**PAGE TEXT:**
==========
The ore from the passes was trucked to the Talisman shaft and tipped into hoppers of about 7 tons capacity, beneath the levels. Thence it was hoisted in skips by air winch placed in No. 11 level to the top of the Talisman shaft at No. 8 level. From there it was trucked by horse-tram to bins at the upper terminal of an aerial tram which worked as a self-acting jig, delivering the ore directly to the battery storage-bins below. A separate small hopper was provided at each level for waste rock, which was hoisted to the river adit only and trucked out to the mullock-tip. The Talisman shaft had four compartments below No. 11 level — two ore-skipways, one waste-skipway and one ladder-way and pipe-compartment. Work went on ceaselessly, the men alternating three shifts, morning 8 a.m. - 4 p.m., afternoon 4 p.m. - midnight, and night, midnight - 8 a.m.


General Managers: Mr Door, Mr McCombie.

Mine Manager: Mr McGruer.

Battery Managers: Mr Hutchinson, Mr Barrett.

Assayer: Mr Napier. Office: Mr Waddel, Mr R. Lloyd.

The main entrance to the Crown Mine was by the Waitawheta River level, and the naming of the various levels proceeded from this, the first above being known as No. 1A, and the first below as No. 1B. Surface waters were not allowed to percolate and lower workings were kept dry by a two-throw electrically driven pump fixed in the chamber of No. 5B level. The ore was delivered in horse-drawn trucks to the Battery which was about a mile from the mine.

The cyanide process was introduced by the Crown Mine in 1889 and made possible the exploitation of the lower [grade - E] ores. Dry crushing, with roasting the raw ore, was formerly practised but the introduction of fine wet-crushing machinery obviated this costly and unhealthy method of treatment.


At the Batteries, the treatment of ore consisted chiefly of:

(a) Pulverisation, by rock-breakers, stampers and tube mills.

(b) Concentration, by some form of shaking.

(c) Amalgamation, the pulp going from copper plates to the tailing and the remaining slime being treated with travelling-belt vanners which separated about 2 tons of concentrate per day.

(d) Cyanidation, the cyanide vats leaching the sand from the tailing and the remaining slime being treated with cyanide solution.

(e) Precipitation by means of gold extractors of gold mixed with other metals — mostly silver and copper. The resulting bars of bullion were shipped overseas.
==========
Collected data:
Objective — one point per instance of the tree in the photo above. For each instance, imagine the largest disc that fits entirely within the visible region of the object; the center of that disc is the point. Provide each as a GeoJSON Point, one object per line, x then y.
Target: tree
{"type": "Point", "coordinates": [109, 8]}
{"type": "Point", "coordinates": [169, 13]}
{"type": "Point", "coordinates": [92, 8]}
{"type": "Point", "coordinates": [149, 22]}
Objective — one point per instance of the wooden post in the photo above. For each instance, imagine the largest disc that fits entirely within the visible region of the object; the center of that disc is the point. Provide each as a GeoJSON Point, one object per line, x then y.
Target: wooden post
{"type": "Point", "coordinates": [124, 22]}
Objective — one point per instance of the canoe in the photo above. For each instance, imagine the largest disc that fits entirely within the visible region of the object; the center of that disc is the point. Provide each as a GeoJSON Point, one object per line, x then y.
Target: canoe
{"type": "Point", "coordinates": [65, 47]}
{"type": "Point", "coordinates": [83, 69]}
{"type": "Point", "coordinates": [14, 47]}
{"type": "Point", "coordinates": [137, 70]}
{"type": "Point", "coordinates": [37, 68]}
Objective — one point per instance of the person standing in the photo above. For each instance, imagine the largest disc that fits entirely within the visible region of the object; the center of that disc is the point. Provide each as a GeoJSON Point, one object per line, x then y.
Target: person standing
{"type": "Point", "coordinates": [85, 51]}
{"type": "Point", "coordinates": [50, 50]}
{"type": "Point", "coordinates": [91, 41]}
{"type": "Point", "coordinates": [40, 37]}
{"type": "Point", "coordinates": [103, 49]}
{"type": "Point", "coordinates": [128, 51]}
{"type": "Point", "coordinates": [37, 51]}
==========
**WORK REQUIRED:** From the Crown Mine text above, reproduce verbatim the passage starting at "(a) Pulverisation, by" and ending at "concentrate per day.".

**WRITTEN REPLY:**
(a) Pulverisation, by rock-breakers, stampers and tube mills.

(b) Concentration, by some form of shaking.

(c) Amalgamation, the pulp going from copper plates to the tailing and the remaining slime being treated with travelling-belt vanners which separated about 2 tons of concentrate per day.